__What is required__
Copy out all of the rows below with "Place a point for each instance" replaced by "Mark every instance with a point" and nothing else changed, leaving out the pictures.

__Source material__
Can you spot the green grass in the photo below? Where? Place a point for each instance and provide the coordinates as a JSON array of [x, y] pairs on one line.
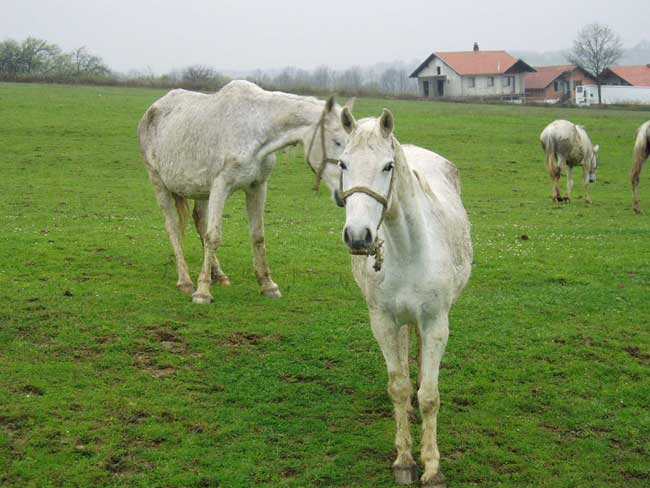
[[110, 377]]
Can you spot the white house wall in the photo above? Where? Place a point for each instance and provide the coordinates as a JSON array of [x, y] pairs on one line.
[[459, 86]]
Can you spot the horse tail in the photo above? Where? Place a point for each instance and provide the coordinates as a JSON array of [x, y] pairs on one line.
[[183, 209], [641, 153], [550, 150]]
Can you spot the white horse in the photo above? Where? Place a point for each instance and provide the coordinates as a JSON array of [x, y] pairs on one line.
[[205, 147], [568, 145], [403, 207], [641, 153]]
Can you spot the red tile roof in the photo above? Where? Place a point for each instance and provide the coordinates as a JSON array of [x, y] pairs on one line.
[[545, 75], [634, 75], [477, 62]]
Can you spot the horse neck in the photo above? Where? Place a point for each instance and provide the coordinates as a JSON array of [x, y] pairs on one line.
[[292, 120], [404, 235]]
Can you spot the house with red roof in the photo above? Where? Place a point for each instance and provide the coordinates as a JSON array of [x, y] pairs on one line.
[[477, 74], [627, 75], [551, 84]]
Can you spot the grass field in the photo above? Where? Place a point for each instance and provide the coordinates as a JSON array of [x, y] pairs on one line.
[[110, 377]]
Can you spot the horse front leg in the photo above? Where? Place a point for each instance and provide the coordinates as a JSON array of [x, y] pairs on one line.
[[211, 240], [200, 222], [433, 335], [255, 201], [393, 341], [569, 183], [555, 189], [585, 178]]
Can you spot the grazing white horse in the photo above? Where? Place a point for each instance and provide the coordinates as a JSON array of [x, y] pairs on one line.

__Result for this exercise__
Can you spot the green grass in the photo below? Where? Mark every instance with a point and provide the coordinates as a JSON array of [x, y] pairs on one line.
[[110, 377]]
Can you spot the white house wall in the photo above? Where? Mark every instance with a point and provide the coordinates as a JSON array of [x, y] pairs on one line.
[[459, 86]]
Can you spot the horse tail in the photo above? Where? Mark every instance with a point and provide the coordinates as a JSON array of [x, y] pairs on one line.
[[183, 209], [641, 153], [550, 150]]
Can you spot the white horse in the photo above? Where? Mark every instance with a point and provide the coordinates as a JSON array of [x, y] pairs on one line.
[[205, 147], [568, 145], [403, 207], [641, 153]]
Can you spot the red tile roof in the photo above? Where? Mark every instance with a point and provide the coordinates as a JSON array of [x, y] pairs on one line.
[[545, 75], [634, 75], [477, 62]]
Can you spot the horse neck in the photo above? Where? Mark every instance with a point and provide the coordinates as a JSON array of [x, y] pairs on one line.
[[292, 120], [404, 235]]
Can you spot the house with red roof in the photo above? Where? Mark every instance with a point and provide the coordinates as a JSON array of [x, y] pairs on one line.
[[477, 74], [627, 75], [551, 84]]
Can you spot the grass field in the photo above? Where? Mark every instance with a point and provide the coordinates as a JSON array of [x, y] pairs on one line.
[[110, 377]]
Can you spot the horse front leg in the photo above? Where? Mark every instance with a point and provide the coordinates as a JSON array of [x, y] pairs on one line.
[[211, 240], [200, 222], [433, 335], [255, 201], [393, 341], [569, 183], [555, 189], [585, 178]]
Can you spot the grazing white horse in the photo above? Where? Mark every instance with a point and provide the coordinates as a JSON array of [x, y] pairs on one line.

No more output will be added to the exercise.